**Point annotation dataset listing**.
• • • •

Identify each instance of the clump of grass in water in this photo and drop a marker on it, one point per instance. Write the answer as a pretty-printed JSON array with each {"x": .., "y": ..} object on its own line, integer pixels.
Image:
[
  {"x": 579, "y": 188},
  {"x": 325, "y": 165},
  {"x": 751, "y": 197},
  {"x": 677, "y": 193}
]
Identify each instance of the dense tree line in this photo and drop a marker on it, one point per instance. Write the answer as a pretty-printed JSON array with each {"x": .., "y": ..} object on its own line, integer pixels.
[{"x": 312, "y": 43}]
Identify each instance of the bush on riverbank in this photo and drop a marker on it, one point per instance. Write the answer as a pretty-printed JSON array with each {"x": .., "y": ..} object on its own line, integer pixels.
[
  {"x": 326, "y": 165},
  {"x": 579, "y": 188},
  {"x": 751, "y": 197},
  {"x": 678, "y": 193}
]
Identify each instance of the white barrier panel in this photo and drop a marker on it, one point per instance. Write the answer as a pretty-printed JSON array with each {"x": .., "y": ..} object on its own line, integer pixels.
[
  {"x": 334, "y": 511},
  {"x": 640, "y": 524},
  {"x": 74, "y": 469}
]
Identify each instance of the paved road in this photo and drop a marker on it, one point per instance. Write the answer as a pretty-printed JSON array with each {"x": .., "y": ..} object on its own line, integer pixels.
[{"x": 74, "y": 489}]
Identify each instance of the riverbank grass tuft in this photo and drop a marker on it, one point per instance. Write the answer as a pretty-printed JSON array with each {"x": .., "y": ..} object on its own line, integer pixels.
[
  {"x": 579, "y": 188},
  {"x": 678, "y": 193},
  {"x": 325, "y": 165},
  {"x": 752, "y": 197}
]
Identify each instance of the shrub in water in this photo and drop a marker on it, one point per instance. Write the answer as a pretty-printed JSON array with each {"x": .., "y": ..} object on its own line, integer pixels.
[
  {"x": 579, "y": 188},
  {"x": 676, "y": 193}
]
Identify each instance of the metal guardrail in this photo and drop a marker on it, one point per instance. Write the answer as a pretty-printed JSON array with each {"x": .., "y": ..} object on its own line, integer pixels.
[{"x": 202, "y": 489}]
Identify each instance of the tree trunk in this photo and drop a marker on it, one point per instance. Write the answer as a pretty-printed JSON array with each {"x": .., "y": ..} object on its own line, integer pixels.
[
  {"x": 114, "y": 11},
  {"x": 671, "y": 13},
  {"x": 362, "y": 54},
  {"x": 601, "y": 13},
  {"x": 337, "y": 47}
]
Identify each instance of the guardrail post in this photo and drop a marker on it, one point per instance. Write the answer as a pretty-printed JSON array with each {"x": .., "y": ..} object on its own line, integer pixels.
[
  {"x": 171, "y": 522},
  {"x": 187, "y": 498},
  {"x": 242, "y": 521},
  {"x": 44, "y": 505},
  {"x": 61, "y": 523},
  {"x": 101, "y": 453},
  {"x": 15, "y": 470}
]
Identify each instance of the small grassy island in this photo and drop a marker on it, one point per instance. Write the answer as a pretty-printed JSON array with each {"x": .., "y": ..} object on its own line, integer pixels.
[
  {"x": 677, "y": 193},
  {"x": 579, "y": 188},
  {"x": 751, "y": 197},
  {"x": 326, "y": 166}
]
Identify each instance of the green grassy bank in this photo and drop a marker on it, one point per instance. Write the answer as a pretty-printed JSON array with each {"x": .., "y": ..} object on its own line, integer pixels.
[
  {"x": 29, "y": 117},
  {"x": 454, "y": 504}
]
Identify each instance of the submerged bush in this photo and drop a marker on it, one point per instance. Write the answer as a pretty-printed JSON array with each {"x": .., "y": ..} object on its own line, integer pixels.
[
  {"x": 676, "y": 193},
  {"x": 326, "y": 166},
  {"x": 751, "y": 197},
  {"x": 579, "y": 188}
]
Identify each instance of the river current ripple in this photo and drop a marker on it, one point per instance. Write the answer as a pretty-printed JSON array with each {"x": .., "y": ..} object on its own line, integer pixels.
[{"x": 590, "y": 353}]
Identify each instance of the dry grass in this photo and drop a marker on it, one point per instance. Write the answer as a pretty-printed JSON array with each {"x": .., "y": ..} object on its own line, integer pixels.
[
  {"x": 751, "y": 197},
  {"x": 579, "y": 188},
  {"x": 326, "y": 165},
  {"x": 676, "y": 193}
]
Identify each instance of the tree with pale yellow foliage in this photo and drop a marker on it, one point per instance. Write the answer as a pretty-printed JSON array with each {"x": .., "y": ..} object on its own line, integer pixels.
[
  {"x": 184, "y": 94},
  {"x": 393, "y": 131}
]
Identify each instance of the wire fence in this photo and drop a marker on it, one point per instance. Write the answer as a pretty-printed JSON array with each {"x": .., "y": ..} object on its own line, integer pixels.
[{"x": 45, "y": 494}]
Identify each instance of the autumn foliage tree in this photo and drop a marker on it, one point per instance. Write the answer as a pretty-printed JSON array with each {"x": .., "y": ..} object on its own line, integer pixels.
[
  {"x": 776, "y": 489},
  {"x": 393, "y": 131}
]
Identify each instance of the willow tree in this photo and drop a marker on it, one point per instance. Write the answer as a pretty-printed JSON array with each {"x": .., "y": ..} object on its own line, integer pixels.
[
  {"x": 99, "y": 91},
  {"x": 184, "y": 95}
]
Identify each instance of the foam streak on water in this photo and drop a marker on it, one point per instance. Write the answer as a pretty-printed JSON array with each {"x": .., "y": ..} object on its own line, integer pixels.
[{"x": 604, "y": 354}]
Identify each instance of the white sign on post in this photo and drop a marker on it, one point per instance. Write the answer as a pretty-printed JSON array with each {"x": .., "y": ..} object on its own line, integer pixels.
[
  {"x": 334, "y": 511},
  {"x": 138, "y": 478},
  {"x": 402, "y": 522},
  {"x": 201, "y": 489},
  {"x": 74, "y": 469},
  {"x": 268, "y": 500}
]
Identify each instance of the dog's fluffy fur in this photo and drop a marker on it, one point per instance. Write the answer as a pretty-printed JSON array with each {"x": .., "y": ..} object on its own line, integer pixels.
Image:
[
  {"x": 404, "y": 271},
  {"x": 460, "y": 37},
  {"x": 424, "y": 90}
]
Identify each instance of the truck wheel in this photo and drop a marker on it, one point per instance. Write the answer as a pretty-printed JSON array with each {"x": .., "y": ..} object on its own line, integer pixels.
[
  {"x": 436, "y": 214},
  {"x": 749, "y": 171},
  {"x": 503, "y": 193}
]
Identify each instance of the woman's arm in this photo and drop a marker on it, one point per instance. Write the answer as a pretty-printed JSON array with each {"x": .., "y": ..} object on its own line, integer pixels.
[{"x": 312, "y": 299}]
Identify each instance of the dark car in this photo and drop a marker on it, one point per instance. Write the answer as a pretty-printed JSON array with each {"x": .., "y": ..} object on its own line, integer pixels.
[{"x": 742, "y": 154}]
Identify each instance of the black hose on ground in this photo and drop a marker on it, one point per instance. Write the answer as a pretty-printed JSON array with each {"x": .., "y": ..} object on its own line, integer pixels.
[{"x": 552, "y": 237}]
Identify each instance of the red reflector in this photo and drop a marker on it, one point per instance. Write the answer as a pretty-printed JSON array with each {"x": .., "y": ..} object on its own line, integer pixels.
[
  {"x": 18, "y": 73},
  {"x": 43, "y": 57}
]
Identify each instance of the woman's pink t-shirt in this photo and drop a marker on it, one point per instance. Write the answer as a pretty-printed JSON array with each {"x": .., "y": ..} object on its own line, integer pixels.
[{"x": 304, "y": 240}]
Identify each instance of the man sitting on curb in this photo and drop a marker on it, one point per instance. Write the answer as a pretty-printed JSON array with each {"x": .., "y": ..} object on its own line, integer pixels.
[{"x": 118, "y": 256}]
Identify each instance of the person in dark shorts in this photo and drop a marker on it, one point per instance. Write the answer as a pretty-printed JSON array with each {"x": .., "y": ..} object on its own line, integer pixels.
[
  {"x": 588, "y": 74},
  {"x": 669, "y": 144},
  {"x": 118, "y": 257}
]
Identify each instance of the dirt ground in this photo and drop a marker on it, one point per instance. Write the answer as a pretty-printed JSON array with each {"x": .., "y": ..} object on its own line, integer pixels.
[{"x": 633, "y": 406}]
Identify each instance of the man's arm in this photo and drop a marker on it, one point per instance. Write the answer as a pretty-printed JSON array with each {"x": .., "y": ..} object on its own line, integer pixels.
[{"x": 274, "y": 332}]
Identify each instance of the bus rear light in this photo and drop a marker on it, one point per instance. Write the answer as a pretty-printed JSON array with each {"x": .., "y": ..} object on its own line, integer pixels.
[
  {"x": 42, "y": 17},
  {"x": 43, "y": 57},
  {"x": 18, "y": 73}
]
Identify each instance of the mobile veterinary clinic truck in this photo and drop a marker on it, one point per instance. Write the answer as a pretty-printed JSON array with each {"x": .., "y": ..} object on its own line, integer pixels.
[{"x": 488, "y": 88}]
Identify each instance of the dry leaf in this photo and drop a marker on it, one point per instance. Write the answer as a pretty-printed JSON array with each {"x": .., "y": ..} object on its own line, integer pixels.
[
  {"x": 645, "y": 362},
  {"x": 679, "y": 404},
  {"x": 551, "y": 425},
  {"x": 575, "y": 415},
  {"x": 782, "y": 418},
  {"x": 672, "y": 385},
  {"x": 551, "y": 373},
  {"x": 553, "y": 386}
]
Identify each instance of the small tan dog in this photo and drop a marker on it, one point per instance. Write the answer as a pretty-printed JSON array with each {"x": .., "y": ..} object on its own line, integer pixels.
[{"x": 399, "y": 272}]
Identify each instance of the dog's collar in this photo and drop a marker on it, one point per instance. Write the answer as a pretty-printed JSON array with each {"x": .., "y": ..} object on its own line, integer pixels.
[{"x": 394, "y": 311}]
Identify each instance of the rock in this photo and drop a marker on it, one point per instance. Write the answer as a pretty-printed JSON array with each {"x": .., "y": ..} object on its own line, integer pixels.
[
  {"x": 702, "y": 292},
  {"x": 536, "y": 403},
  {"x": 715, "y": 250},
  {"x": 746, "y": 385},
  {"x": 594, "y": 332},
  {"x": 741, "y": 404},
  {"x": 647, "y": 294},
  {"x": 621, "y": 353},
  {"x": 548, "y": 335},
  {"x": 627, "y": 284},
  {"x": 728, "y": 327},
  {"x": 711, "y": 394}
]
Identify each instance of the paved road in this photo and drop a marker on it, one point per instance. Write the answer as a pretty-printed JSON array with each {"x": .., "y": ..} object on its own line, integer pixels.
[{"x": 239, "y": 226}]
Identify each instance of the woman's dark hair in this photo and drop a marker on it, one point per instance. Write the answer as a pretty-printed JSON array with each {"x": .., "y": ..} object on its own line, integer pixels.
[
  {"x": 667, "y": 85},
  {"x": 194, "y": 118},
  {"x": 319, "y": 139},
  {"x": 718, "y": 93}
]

• • • •

**Prompt**.
Recast the lines of the listing as a two-column Markdown table with the columns Row and Line, one row per line and blank lines left out. Start at the line containing "Identify each instance of the dog's collar" and continue through the last line of the listing.

**Task output**.
| Row | Line |
|---|---|
| 1 | Identify each instance of the dog's collar in this photo and drop a marker on it, one point per instance. Write the answer as a pretty-printed JSON array with each {"x": .., "y": ..} object on its own line, integer pixels. |
| 2 | [{"x": 394, "y": 311}] |
| 3 | Identify each instance of the rock in this photo and drop a marker on it, one point per instance. Write the answer as a pretty-printed JSON array with each {"x": .., "y": ..} object on its own line, integer pixels. |
| 4 | [ |
| 5 |   {"x": 702, "y": 292}, |
| 6 |   {"x": 536, "y": 403}, |
| 7 |   {"x": 715, "y": 250}, |
| 8 |   {"x": 746, "y": 385}, |
| 9 |   {"x": 594, "y": 332}, |
| 10 |   {"x": 741, "y": 404}, |
| 11 |   {"x": 647, "y": 294}, |
| 12 |   {"x": 621, "y": 353}, |
| 13 |   {"x": 548, "y": 335}, |
| 14 |   {"x": 627, "y": 284}, |
| 15 |   {"x": 728, "y": 327}, |
| 16 |   {"x": 711, "y": 394} |
| 17 | ] |
| 18 | Identify each instance of the paved road in this photo and drop a marker on it, one point per instance. Write the answer as a pretty-printed JSON array with each {"x": .., "y": ..} object on its own line, integer pixels. |
| 19 | [{"x": 239, "y": 226}] |
| 20 | Identify each instance of the woman's dark hair in this photo and drop a marker on it, one point per instance. Write the answer as a pretty-printed JSON array with each {"x": .., "y": ..} object on its own line, integer pixels. |
| 21 | [ |
| 22 |   {"x": 667, "y": 85}, |
| 23 |   {"x": 194, "y": 118}, |
| 24 |   {"x": 319, "y": 139}, |
| 25 |   {"x": 718, "y": 93} |
| 26 | ] |